AVAILABLE RECORDS:
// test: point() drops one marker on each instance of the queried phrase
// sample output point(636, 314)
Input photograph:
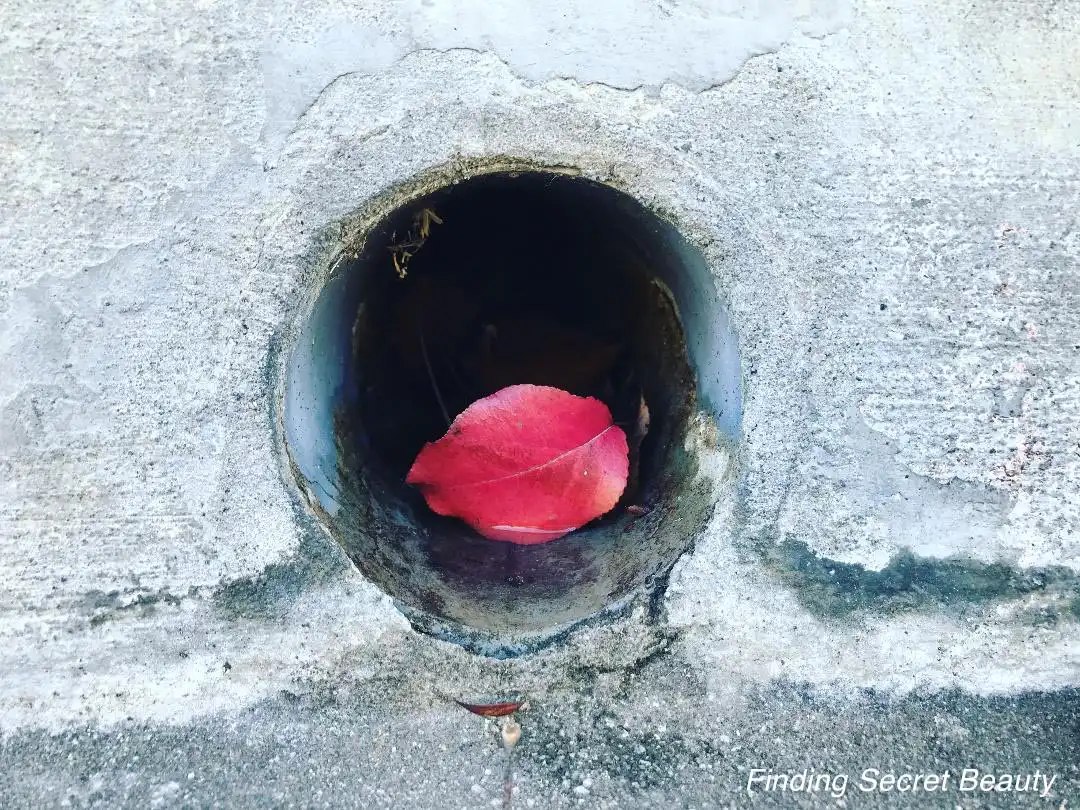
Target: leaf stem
point(431, 376)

ABOUT THIS TASK:
Set the material down exactly, images excluded.

EXERCISE RESULT:
// test: point() drops one marker on each instance of the queried phrase
// sample output point(636, 314)
Input photograph:
Target: leaf stem
point(431, 376)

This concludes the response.